→ Bloc de texte:

Une bonne centaine de Fribourgeois ont fait le déplacement des JMJ à Paris

APIC – Reportage

La joie d’être chrétien, tout simplement

Jacques Berset, Agence APIC

Paris/Fribourg, 25 août 1997 (APIC) Folle ambiance, dimanche soir, sur les quais de la gare de Lausanne, quand débarque du TGV spécial en provenance de Paris une partie du contingent romand qui a participé aux XIIe Journées Mondiales de la Jeunesse. Les désormais fameuses «JMJ», auxquelles ont pris part quelque 1200 Suisses, dont 700 Romands, ont mis Paris sans dessus-dessous pendant toute une semaine. Plus d’un million de fidèles autour du pape Jean Paul II dimanche matin à l’hippodrome de Longchamp.

Dans l’attente de l’Intercity de 22h02 à destination de Fribourg, sous l’œil amusé de deux agents de surveillance des CFF en patrouille, une sarabande de jeunes sac au dos, harassés, à la limite de l’extinction de voix, chante à tue-tête. De «Ressucito», «L’amour de Dieu est si merveilleux…» à «Sh’ma Israël» et «Hinneh ma tov», aux accents hébraïques, on passe sans grande transition à «Sentiers valaisans» et «A Moléson». On les repère vite, des Fribourgeois et des Valaisans, surtout, qui mettent la gare en fête avec des «Alléluias».

«Les ’JMJ’ ? Ah ! , ce sont les jeunes qui sont allés rencontrer le pape», interroge une voyageuse de Suisse alémanique, dans la cinquantaine, ravie de les voir manifester si joyeusement leur foi et leur envie de vivre. «C’est formidable! J’ai habité Paris durant trois ans, confie-t-elle, les gens étaient souvent stressés et peu aimables; mais tous ces jeunes venus du monde entier, qui chantaient dans le métro, leur ont redonné le sourire. Beaucoup de Parisiens ont commencé à se parler entre eux.»

→ Données présentées:
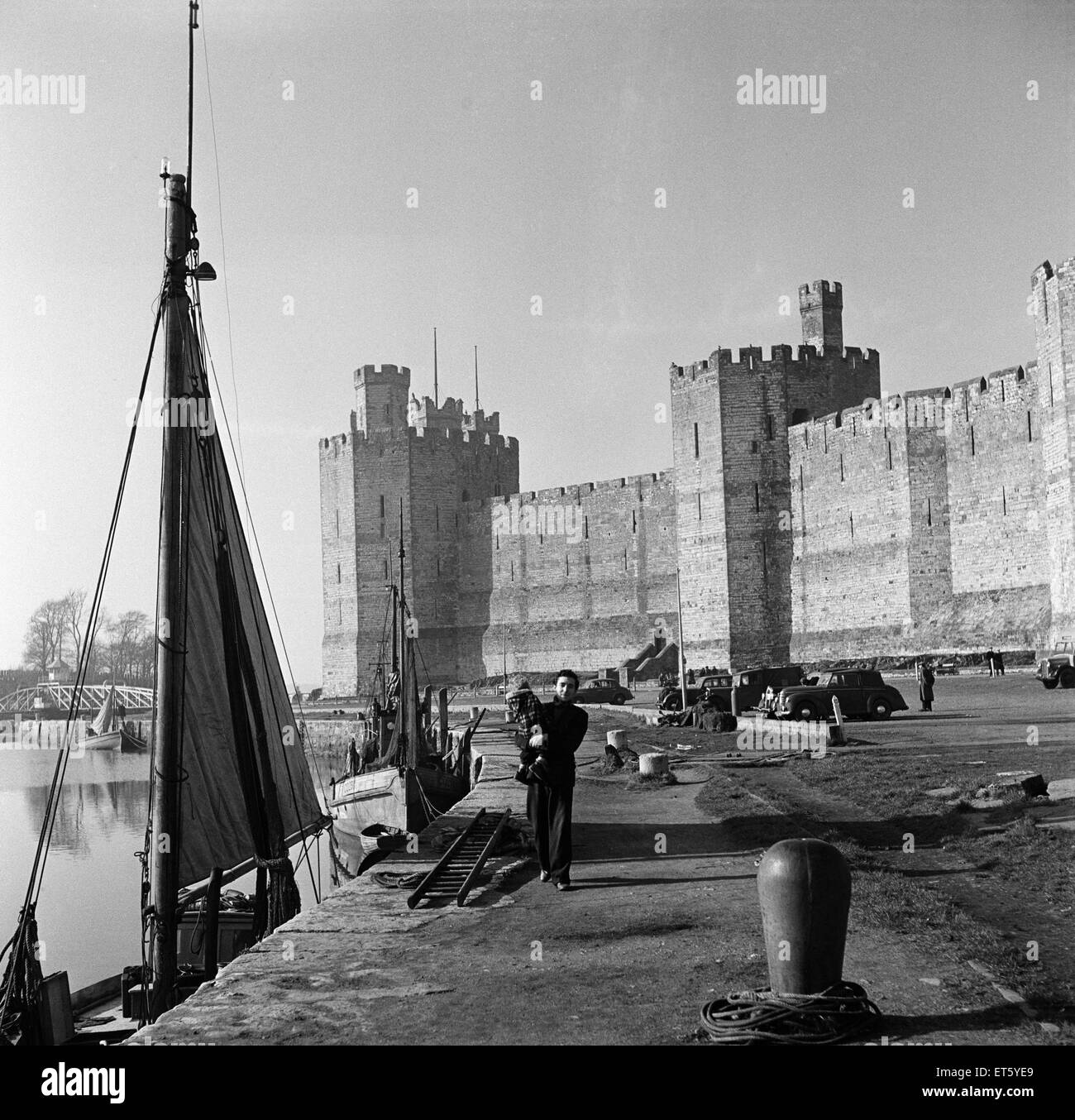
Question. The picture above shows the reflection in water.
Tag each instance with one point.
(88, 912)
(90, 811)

--

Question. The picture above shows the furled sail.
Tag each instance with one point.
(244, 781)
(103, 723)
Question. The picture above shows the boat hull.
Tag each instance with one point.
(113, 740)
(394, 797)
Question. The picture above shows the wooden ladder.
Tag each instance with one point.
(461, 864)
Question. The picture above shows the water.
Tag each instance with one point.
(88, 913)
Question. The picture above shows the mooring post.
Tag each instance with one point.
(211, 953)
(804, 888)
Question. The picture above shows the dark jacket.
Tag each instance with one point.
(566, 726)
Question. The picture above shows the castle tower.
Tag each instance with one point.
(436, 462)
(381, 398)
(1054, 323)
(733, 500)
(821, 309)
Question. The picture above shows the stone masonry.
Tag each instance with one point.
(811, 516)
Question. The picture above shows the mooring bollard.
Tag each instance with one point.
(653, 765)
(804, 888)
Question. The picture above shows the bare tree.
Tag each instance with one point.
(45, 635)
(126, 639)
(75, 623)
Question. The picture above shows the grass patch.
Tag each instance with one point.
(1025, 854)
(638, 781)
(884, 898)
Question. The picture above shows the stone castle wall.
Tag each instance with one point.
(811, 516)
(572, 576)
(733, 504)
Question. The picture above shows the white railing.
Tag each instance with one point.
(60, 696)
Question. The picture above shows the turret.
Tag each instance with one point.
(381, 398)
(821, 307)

→ Travail à faire:
Prolongez le reportage sur le retour des jeunes Fribourgeois des JMJ de Paris en reprenant après sa dernière phrase. Les données n'interviennent en rien dans cet exercice.

→ Travail rendu:
Dans le train de Fribourg, c’est encore la «Frat», pour «Fraternité», qui anime ou plutôt «réanime» les pèlerins fourbus – la semaine sous la canicule parisienne a été harassante – avec des chants empruntés au répertoire de Taizé ou des charismatiques. Sur la bonne centaine de Fribourgeois, ceux de la Frat étaient près d’une vingtaine, accompagnés par leur aumônier, le Père Jean Emmanuel, un religieux carme au verbe haut, portant scapulaire, bure marron et casquette sur la tête. Une bonne proportion pour ce groupe de jeunes d’une trentaine de membres né il y a environ 5 ans à Fribourg.

Recharger les batteries pour aller vers les autres

La Frat chante les laudes tous les matins à la paroisse du Christ-Roi. Sans être de sensibilité charismatique, le groupe s’est inspiré – en tout cas pour son nom -, des fraternités de jeunes de la communauté du Chemin Neuf, que fréquentait Claire Gautron, de Belfaux.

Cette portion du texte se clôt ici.